— Start Material to process —
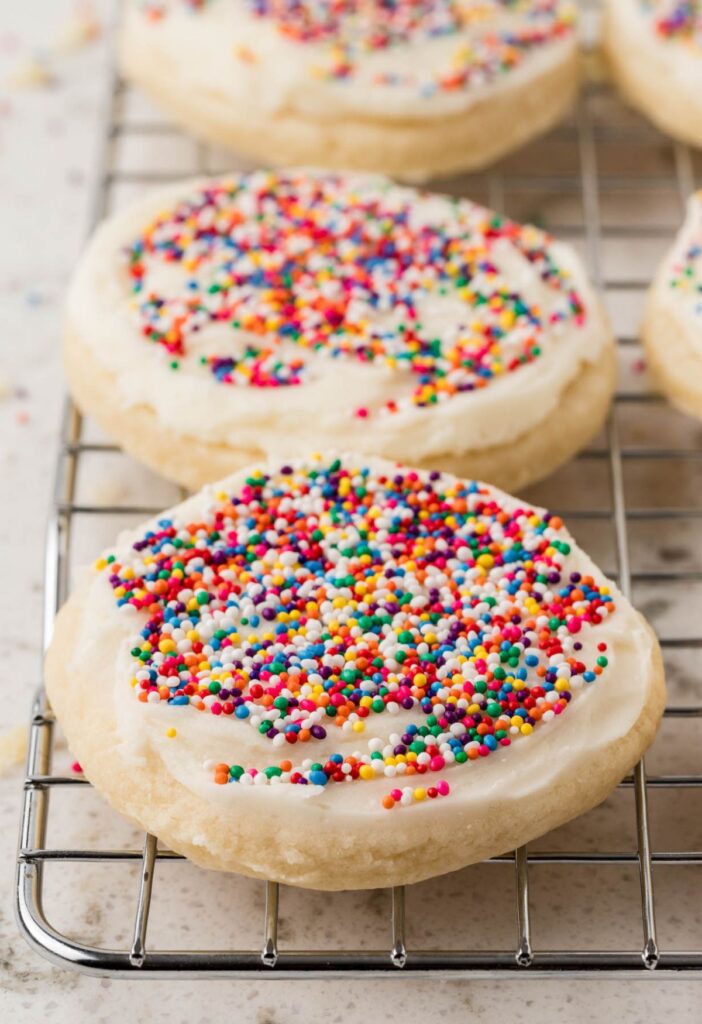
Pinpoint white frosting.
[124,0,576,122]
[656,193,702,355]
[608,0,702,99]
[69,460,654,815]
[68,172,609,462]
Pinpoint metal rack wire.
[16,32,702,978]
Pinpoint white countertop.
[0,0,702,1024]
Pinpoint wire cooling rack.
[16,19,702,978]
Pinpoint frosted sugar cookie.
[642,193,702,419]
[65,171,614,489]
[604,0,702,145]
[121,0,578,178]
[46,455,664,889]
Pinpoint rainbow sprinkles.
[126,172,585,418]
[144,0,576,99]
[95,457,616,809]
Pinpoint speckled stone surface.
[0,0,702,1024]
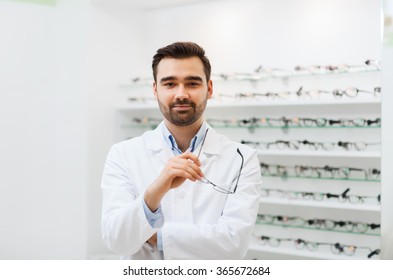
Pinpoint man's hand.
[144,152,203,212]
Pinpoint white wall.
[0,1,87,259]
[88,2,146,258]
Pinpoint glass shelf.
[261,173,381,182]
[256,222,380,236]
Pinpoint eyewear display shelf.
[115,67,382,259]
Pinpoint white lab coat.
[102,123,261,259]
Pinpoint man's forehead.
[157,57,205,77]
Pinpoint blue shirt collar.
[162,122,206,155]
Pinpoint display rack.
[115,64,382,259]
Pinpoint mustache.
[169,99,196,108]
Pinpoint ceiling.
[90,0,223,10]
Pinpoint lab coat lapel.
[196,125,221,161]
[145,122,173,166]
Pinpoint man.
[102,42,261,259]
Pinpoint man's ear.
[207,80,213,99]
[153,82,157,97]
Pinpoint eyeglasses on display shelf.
— End Material to process —
— Start Material to process —
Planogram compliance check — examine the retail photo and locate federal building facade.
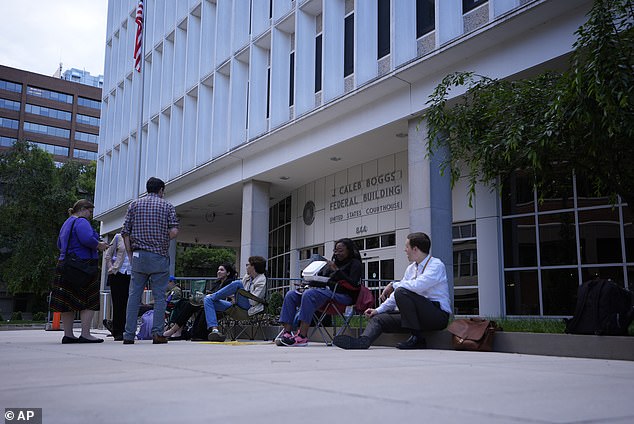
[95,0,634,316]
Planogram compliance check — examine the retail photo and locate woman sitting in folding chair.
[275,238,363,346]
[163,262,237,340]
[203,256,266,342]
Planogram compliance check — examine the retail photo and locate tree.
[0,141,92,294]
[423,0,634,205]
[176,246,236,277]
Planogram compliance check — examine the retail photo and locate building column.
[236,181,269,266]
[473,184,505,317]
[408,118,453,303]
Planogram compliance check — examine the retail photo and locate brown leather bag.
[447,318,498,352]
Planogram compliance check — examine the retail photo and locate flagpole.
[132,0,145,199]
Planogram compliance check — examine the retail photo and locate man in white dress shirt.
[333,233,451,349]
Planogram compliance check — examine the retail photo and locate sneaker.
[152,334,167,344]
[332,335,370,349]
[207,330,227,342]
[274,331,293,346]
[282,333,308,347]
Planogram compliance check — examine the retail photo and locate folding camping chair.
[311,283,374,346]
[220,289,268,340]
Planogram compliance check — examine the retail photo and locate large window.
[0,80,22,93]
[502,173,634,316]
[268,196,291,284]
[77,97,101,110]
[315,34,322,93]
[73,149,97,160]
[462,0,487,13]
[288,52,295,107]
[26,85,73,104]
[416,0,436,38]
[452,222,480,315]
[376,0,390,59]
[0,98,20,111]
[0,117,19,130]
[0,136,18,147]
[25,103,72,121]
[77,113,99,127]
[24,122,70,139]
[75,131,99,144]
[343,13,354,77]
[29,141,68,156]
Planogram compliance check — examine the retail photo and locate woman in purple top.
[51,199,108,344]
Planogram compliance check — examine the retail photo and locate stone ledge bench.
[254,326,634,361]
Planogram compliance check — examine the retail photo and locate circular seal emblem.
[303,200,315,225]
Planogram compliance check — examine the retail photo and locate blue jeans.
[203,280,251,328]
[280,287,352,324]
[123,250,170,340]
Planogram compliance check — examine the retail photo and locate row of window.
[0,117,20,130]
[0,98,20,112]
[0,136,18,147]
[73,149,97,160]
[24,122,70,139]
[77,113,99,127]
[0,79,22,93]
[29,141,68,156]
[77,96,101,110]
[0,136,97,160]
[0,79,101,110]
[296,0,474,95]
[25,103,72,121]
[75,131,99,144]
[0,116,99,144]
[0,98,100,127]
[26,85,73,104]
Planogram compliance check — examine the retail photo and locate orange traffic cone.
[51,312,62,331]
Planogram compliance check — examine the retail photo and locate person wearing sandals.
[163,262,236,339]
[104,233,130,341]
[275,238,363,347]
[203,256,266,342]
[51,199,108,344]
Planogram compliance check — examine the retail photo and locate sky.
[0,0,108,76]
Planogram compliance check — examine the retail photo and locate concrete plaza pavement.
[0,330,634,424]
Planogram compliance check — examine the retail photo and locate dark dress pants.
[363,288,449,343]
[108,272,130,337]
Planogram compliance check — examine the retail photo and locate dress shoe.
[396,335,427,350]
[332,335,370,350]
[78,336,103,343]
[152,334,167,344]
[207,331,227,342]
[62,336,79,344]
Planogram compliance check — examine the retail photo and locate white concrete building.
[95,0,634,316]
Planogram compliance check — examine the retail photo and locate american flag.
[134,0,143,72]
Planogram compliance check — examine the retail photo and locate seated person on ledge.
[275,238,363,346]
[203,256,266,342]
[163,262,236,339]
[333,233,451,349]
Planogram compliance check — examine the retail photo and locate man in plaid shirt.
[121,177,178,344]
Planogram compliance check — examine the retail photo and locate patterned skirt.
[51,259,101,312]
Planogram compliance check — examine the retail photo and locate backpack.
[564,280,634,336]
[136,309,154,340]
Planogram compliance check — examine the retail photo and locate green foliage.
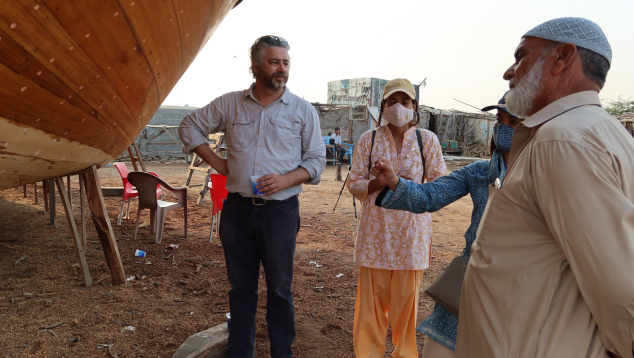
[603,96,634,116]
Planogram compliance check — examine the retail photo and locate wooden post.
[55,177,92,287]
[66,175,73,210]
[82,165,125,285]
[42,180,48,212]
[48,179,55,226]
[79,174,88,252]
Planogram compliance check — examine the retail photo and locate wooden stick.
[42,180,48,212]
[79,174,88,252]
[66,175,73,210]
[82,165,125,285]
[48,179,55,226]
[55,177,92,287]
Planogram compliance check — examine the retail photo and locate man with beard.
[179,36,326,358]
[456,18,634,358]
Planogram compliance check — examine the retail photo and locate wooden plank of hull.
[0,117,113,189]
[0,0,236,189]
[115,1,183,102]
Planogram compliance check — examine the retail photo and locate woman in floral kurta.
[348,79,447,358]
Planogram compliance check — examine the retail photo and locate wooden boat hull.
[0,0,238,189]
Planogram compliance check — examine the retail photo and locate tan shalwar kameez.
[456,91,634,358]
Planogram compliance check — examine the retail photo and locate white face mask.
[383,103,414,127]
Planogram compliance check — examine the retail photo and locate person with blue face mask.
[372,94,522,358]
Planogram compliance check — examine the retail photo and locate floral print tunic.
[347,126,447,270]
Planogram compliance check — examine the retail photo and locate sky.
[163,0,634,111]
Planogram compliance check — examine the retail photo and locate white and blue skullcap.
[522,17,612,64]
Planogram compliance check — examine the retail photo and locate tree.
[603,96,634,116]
— End Material to process —
● **Work instructions**
Reproduce the rows from the line with "federal building facade." to the line with "[132,0,145,199]", both included, keeping the requests and offsetting every bounding-box coordinate in the answers by 24. Omit the picture lines from your output.

● **Answer to this exercise**
Planogram compliance check — examine the retail photo and locate federal building facade.
[119,24,658,340]
Planogram compliance check — examine the retail photo and locate woman sitting in folding chair.
[299,262,387,370]
[187,286,261,364]
[227,280,290,366]
Planogram compliance check — examine the retail photo and locate tree.
[24,165,116,318]
[447,24,658,229]
[200,270,260,301]
Planogram compliance check — examine the retail photo and locate building column.
[260,205,293,290]
[497,208,529,341]
[432,142,477,327]
Planogram compliance check — examine the retail photo and locate brown leather bag.
[471,342,522,376]
Planogram compliance check — examine the retail photo and locate flagpole.
[156,24,169,223]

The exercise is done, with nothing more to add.